- **Actions to take**:
• a. In the text about cheques, why were the 12th-century cheques found in the Cairo Geniza smaller than modern ones?
• b. Carry the text about cheques further, picking up right after its last sentence.

>> Start Selection

Example of a British or Commonwealth cheque.
File:Sample South Korean cheque.png
Example of a South Korean cheque, where the payee and signature are on the back side

A cheque or check, is a negotiable instrument[1] instructing a financial institution to pay a specific amount of a specific currency from a specific demand account held in the maker/depositor's name with that institution. Both the maker and payee may be natural persons or legal entities.

History

The modern cheque comes from the Arabic saqq, Persian چك chek, a written vow to pay for goods when they were delivered, to avoid money having to be transported across dangerous terrain. In the 9th century, a Muslim businessman could cash a cheque in China drawn on his bank in Baghdad.[citation needed] During the third century AD, banks in Persia and other territories in the Persian empire under Sassanid Empire also issued letters of credit known as Sakks and is the root of the word cheque.

The cheque had its origins in the ancient banking system, in which bankers would issue orders at the request of their customers, to pay money to identified payees. Such an order was referred to as a bill of exchange. The use of bills of exchange facilitated trade by eliminating the need for merchants to carry large quantities of currency (e.g. gold) to purchase goods and services. A draft is a bill of exchange which is payable on demand of the payee. (However, draft in the U.S. Uniform Commercial Code today means any bill of exchange, whether payable on demand or at a later date; if payable on demand it is a "demand draft", or if drawn on a financial institution, a check.)

Indeed, fragments found in the Cairo Geniza indicate that in the 12th century cheques remarkably similar to our own were in use, only smaller to save costs on the paper. They contain a sum to be paid and then the order "May so and so pay the bearer such and such an amount". The date and name of the issuer are also apparent.

>> End Selection
>> Start Raw data

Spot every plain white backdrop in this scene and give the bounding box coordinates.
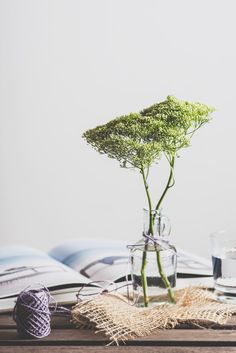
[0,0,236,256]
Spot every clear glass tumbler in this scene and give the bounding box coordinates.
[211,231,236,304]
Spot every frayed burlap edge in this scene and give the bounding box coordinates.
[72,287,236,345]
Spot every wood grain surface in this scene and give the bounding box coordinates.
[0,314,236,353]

>> End Raw data
>> Start Raw data

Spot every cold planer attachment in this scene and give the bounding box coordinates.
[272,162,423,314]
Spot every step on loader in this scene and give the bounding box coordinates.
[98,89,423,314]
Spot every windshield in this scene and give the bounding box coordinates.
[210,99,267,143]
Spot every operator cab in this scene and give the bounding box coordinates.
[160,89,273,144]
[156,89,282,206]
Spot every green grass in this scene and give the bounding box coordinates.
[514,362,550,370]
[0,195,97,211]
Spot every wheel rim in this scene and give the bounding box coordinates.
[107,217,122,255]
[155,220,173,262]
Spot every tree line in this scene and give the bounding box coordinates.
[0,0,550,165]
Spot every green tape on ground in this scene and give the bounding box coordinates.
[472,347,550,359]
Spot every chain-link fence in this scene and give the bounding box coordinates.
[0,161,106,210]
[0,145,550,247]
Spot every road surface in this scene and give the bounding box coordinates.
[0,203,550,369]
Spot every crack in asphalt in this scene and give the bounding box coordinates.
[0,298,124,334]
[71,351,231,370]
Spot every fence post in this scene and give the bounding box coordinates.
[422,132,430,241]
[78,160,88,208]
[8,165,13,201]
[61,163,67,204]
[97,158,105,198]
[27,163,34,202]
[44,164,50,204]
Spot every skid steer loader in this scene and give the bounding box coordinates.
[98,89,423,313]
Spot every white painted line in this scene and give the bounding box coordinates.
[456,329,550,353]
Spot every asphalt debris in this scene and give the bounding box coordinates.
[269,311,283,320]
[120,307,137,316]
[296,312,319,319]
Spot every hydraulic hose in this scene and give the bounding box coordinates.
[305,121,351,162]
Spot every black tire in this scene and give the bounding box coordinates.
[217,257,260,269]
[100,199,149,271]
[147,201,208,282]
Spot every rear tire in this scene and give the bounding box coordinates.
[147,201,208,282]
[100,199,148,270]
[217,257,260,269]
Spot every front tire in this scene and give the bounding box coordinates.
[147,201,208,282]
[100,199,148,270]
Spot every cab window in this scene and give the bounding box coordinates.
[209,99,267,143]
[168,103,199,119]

>> End Raw data

- **Answer set**:
• a. They were smaller to save costs on the paper.

• b.
The cheque was originally titled such (variously spelled check, checque and cheque) in reference to the counterfoil used to check against forgery and alterations. In usage up to and including 18th century, cheque had survived as a variant spelling for the word in other meanings (e.g., 'examination', 'inspection') as well, but during that period, the spelling cheque in the sense 'bank note' and check in all other senses appear to have become distinct and cemented among all the English-speaking world outside the U.S.

James William Gilbart in 1828 (A practical treatise on banking, 2nd ed, 1828, Effingham Wilson, London) explains in a footnote 'Most writers spell it check. I have adopted the above form because it is free from ambiguity and is analogous to the ex-chequer, the royal treasury. It is also used by the Bank of England "Cheque Office"'. According to Holden, the spelling check survived in some English text-books into the 1920s (M J Holden, History of Negotiable Instruments in English Law, 1955, University of London Press, London).

While the British Isles and all Commonwealth countries have adopted the spelling cheque, the U.S. has retained the form check.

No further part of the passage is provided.